- _EXERCISE INPUT_
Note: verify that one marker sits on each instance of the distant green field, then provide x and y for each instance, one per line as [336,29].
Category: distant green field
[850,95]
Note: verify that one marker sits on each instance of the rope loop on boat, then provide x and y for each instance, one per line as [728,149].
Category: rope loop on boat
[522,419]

- _WORK ORDER_
Transcribe the material exactly, so that no line is lost or altered.

- _WRITTEN RESPONSE_
Note: verify that one marker sits on each instance of the distant green field, then provide x and y for each instance, one per line as [336,29].
Category: distant green field
[850,95]
Note: verify that one marker sits on each instance of the rope loop on boat, then provide x and y for each instance, one per line as [728,149].
Category: rope loop on boat
[522,419]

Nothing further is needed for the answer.